▶ **PROBLEM**
Images within the entries are to be omitted; the remainder must be reproduced exactly.

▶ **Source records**
______________________________

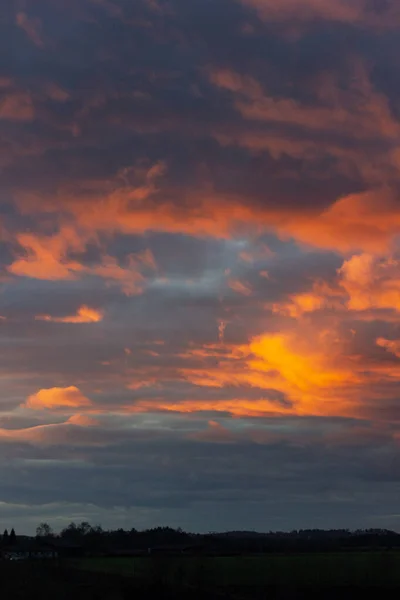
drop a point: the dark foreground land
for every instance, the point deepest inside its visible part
(312, 576)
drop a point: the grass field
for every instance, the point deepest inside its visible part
(330, 569)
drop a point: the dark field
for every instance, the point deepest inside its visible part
(271, 577)
(380, 569)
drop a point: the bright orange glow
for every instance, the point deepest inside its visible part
(83, 315)
(53, 398)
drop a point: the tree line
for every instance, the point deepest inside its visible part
(94, 537)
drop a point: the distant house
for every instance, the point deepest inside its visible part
(29, 549)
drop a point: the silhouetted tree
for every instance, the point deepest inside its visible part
(13, 538)
(44, 531)
(6, 538)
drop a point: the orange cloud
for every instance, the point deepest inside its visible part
(47, 258)
(83, 315)
(371, 282)
(241, 288)
(53, 398)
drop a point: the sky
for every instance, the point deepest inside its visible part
(200, 263)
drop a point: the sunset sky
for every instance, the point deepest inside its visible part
(200, 263)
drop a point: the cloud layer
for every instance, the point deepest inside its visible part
(200, 262)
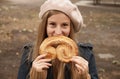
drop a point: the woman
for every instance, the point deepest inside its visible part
(58, 17)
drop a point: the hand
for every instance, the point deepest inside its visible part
(39, 64)
(81, 65)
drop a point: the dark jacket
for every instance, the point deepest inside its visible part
(26, 62)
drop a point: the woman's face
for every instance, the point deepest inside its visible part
(58, 24)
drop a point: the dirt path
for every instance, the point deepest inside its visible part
(18, 25)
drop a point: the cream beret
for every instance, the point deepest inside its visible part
(66, 7)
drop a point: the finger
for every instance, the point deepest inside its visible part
(40, 57)
(44, 60)
(76, 58)
(79, 60)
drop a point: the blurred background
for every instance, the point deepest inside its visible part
(18, 26)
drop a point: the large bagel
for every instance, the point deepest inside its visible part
(60, 47)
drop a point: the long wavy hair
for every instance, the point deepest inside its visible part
(58, 66)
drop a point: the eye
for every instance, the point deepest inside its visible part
(52, 23)
(65, 25)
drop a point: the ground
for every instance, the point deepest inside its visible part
(18, 26)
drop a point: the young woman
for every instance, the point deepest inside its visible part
(58, 18)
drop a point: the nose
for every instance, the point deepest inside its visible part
(58, 31)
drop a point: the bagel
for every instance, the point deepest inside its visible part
(60, 47)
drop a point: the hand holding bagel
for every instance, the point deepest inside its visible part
(60, 47)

______________________________

▶ **TASK OUTPUT**
drop a point: the dark foreground land
for every instance, the point deepest inside its visible part
(312, 576)
drop a point: the grass field
for every instance, the point deepest inside its visible part
(330, 569)
drop a point: the dark field
for every instance, the point deepest inside its visible part
(271, 577)
(380, 569)
drop a point: the bright orange glow
for every instance, the point deepest inside its visible part
(83, 315)
(53, 398)
drop a point: the tree line
for every instance, the point deepest inside its visible part
(94, 537)
drop a point: the distant house
for every instance, the point deepest inside its visible part
(29, 549)
drop a point: the silhouetted tree
for every instance, the point deepest inside its visible part
(13, 538)
(44, 531)
(6, 538)
drop a point: the orange cloud
for every instance, the point deepest inside its visible part
(47, 258)
(83, 315)
(371, 282)
(241, 288)
(53, 398)
drop a point: the sky
for every instance, the point deepest inside its visible part
(200, 263)
drop a point: the sunset sky
for every instance, the point deepest inside its visible part
(200, 263)
drop a point: the cloud layer
for every instance, the point deepest inside its visible part
(200, 262)
drop a point: the woman
for every instance, the point deepest inside its visible part
(58, 17)
drop a point: the hand
for every instance, the point deepest inside its visible part
(39, 64)
(81, 65)
drop a point: the dark jacket
for every instance, the point deepest inside its visible part
(26, 62)
drop a point: the woman's face
for every instance, the point deepest inside its visible part
(58, 24)
drop a point: the dirt path
for every instance, the point deepest inside its visible part
(18, 25)
drop a point: the cream beret
for every instance, the point deepest inside its visible part
(66, 7)
drop a point: the finger
for every instance, the point deepest inside its visible part
(40, 57)
(44, 60)
(76, 58)
(79, 60)
drop a point: the blurred background
for every instance, the point deepest inside its visible part
(18, 26)
drop a point: the large bagel
for every instance, the point deepest inside its visible part
(60, 47)
drop a point: the long wavy hair
for every instance, the point deepest inside its visible part
(58, 66)
drop a point: the eye
for every instance, the point deepest inside its visible part
(52, 23)
(65, 25)
drop a point: the ground
for every instance, the point deepest inside its visible part
(18, 26)
drop a point: the young woman
for every instance, the point deepest inside its visible part
(58, 18)
drop a point: the nose
for every instance, the point deepest inside its visible part
(58, 31)
drop a point: the bagel
for every instance, the point deepest inside its visible part
(60, 47)
drop a point: the hand holding bagel
for every instance, the point deepest inside its visible part
(60, 47)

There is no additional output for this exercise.